▸ Angezeigter Text:
┄┄┄┄┄┄┄┄┄┄

Dem stellt die Schau Werke zeitgenössischer Künstler gegenüber und bietet so gedankliche Entsprechungen an: Bill Violas „Himmel und Erde" (1992), bei dem zwei einander gegenüber positionierte Bildschirme die Videoaufnahmen eines Kleinkindes und einer Sterbenden wiedergeben, Hans Bellmers Fesselungen eines weiblichen Körpers, die dem Betrachter Schmerz verursachen, Ilse Haiders in einer Koje hinter tausend Stäben gefangene „Venus von Neapel" (1995), Valie Exports Video „Remote" (1973), in dem eine Frau sich selbst den Finger blutig schneidet, Marc Quinns Studie zu „Angst vor der Angst" (1995), in der ein menschlicher Oberkörper teilamputiert und nur durch ein Stabgerüst gestützt ist. Sexuelle Phantasien, Bild oder Plastik geworden, von Günter Brus, Marcel Duchamp, Jenny Holzer, Nancy Spe-ro oder Ilse Haider und vielen anderen ergänzen die Darstellungen von Gewalttätigkeit und deren Opfern - auch im geschlechtlichen Bereich.

┄┄┄┄┄┄┄┄┄┄

(Gespeicherte Daten)
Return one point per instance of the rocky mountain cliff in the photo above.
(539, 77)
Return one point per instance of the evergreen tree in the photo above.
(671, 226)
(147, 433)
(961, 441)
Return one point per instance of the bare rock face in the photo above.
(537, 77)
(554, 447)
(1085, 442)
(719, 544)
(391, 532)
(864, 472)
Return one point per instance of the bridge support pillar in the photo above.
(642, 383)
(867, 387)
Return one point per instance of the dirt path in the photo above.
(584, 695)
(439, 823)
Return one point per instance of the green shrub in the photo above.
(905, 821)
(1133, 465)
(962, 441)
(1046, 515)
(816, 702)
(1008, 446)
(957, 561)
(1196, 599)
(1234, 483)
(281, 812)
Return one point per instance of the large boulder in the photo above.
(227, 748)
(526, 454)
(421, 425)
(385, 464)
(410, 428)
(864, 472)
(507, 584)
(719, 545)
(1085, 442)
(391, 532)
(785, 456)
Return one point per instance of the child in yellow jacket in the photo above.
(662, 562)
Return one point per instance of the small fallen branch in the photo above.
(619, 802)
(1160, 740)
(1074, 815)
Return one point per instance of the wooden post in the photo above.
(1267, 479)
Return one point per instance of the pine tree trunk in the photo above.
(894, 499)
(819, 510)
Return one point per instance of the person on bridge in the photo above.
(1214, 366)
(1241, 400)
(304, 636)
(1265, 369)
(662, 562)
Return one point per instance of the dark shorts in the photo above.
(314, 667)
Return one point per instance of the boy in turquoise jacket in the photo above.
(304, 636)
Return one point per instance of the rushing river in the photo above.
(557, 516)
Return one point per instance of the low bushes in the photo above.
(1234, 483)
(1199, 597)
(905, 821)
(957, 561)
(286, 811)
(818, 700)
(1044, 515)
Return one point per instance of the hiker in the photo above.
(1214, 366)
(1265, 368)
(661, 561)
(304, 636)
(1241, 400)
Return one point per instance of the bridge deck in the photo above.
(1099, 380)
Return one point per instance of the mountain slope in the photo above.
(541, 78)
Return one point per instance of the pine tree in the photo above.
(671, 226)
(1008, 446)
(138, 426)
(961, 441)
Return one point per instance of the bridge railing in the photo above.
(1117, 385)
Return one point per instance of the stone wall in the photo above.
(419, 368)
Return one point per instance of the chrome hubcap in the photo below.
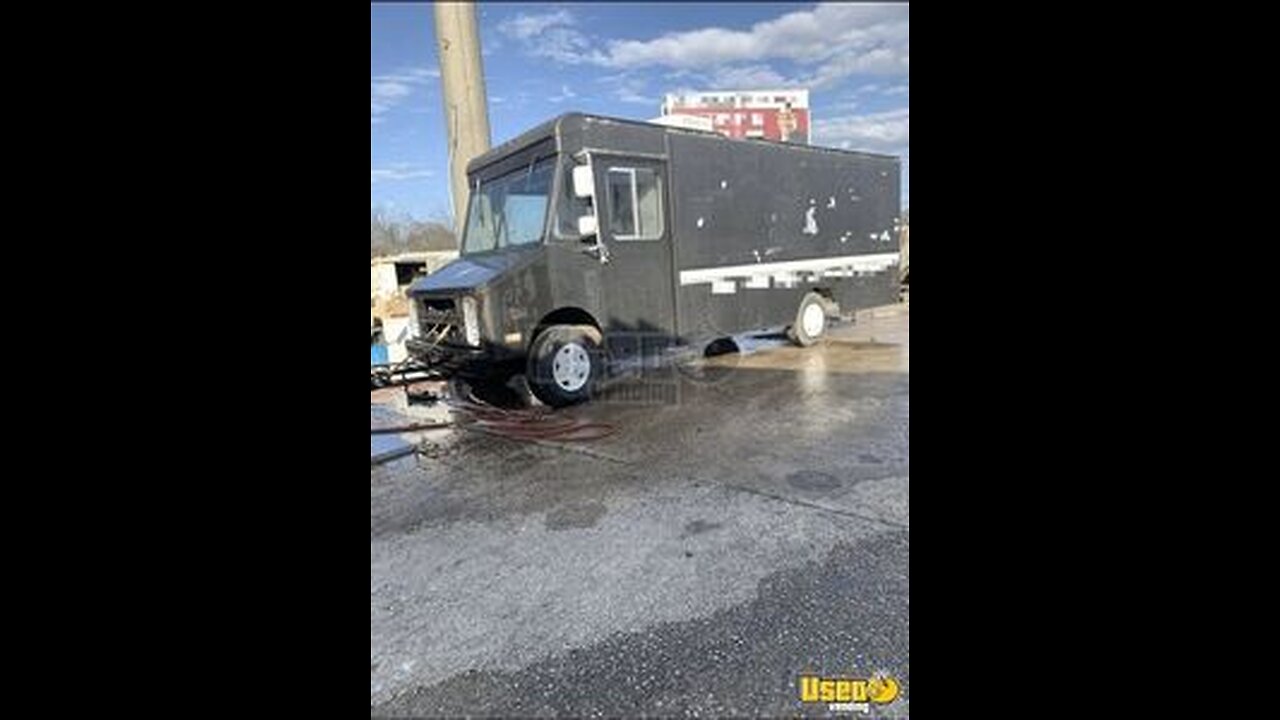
(814, 320)
(571, 367)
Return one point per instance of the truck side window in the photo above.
(635, 203)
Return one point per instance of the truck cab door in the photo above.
(634, 214)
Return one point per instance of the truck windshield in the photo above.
(511, 209)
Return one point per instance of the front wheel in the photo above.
(810, 322)
(565, 364)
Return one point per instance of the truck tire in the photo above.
(565, 364)
(810, 322)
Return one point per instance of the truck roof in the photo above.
(576, 122)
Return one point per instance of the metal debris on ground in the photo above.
(531, 424)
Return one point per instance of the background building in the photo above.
(773, 114)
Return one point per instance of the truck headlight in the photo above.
(415, 326)
(471, 320)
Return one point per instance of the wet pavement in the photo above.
(748, 523)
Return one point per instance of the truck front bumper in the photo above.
(455, 360)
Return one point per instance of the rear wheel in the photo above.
(565, 364)
(810, 322)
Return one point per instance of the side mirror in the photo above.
(584, 183)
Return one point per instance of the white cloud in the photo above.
(566, 94)
(836, 40)
(388, 91)
(528, 26)
(748, 77)
(397, 172)
(881, 132)
(549, 35)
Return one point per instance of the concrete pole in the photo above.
(466, 112)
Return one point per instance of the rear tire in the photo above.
(565, 364)
(810, 322)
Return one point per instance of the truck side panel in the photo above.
(759, 224)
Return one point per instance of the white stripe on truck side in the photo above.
(845, 265)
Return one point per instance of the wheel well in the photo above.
(563, 317)
(832, 306)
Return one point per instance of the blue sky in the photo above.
(620, 59)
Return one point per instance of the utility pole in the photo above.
(466, 112)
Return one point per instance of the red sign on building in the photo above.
(772, 114)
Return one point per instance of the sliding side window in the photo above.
(635, 203)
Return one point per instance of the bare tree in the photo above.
(392, 235)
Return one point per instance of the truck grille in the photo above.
(439, 319)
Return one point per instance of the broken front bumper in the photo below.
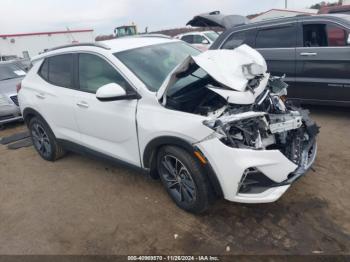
(233, 166)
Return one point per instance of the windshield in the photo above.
(197, 76)
(9, 71)
(152, 64)
(211, 35)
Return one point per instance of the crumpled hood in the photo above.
(225, 66)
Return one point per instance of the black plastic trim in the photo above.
(149, 158)
(130, 96)
(79, 149)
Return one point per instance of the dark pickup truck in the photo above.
(312, 51)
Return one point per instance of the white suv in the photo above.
(209, 124)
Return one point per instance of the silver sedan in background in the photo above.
(11, 74)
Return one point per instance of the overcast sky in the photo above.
(18, 16)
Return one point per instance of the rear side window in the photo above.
(235, 40)
(188, 39)
(281, 37)
(320, 35)
(57, 70)
(44, 70)
(95, 72)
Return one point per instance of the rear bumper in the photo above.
(9, 113)
(231, 164)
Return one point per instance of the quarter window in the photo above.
(198, 39)
(187, 39)
(281, 37)
(57, 70)
(44, 70)
(60, 70)
(95, 72)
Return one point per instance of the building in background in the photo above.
(31, 44)
(280, 13)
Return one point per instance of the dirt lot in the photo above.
(79, 205)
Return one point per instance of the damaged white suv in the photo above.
(210, 124)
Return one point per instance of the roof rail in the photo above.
(79, 44)
(153, 35)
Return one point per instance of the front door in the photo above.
(106, 127)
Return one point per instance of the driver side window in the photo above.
(95, 72)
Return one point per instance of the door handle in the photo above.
(308, 54)
(83, 104)
(40, 95)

┄┄┄┄┄┄┄┄┄┄

▸ Ihre Aufgabe:
Was geben laut dem Ausstellungstext die beiden einander gegenüber positionierten Bildschirme in Bill Violas „Himmel und Erde“ wieder?

▸ Gelöste Aufgabe:
Die Videoaufnahmen eines Kleinkindes und einer Sterbenden.